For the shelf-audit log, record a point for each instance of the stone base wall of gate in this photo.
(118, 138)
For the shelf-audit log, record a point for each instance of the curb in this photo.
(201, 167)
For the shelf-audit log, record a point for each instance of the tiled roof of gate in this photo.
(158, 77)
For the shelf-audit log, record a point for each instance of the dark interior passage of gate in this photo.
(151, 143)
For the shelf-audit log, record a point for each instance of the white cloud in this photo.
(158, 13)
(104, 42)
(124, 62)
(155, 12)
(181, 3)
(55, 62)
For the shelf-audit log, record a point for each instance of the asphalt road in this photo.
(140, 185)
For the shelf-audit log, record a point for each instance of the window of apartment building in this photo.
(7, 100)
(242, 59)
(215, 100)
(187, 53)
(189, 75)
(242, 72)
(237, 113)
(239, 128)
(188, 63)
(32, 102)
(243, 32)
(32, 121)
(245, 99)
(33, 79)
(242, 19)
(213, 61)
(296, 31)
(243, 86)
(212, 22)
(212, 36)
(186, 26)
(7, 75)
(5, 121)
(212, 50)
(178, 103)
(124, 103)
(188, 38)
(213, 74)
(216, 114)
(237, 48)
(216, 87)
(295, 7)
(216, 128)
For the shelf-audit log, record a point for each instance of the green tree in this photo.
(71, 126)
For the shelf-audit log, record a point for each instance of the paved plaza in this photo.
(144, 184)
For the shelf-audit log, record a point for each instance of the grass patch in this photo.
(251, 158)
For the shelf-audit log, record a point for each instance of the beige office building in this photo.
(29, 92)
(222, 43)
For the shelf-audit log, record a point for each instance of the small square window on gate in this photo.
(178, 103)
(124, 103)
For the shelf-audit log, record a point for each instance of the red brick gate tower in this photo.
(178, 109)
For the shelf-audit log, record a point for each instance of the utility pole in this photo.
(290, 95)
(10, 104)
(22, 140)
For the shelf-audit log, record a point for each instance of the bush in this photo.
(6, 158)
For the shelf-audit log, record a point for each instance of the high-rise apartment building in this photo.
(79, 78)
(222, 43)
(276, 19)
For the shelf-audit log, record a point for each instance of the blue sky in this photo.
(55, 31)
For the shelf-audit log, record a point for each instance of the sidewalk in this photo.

Directions
Exactly the lines from the one containing "on gate in this photo." through the end of the entries above must be output, and no others.

Solution to the exercise
For the shelf-audit log, record a point for each instance of the small square window on gate in this photo.
(178, 103)
(124, 103)
For the shelf-audit log, record a point for each instance of the red brick gate tower in this photo.
(178, 109)
For the shelf-audit log, record a point for each instance of the utility pole in this photo.
(290, 95)
(10, 104)
(22, 140)
For the shelf-audit log, record a point for each instance of the bush in this photo.
(6, 158)
For the shelf-audit log, record a point for each instance of the high-rise apartment building in this photo.
(79, 78)
(222, 43)
(276, 19)
For the shelf-audit log, record a point for each instance of the blue sky in this photo.
(55, 31)
For the shelf-audit log, record a point for each instance of the sidewalk in this photo.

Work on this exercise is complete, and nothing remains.